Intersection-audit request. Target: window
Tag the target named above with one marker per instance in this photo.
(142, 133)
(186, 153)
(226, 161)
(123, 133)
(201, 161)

AIM OF THE EXERCISE => Reproduce the items above, switching "marker" to "point" and keeping every other word unchanged.

OUTPUT BELOW =>
Intersection-audit request. Target: window
Tag the target named above with one point per instance in this photo.
(142, 133)
(186, 153)
(226, 161)
(123, 133)
(201, 161)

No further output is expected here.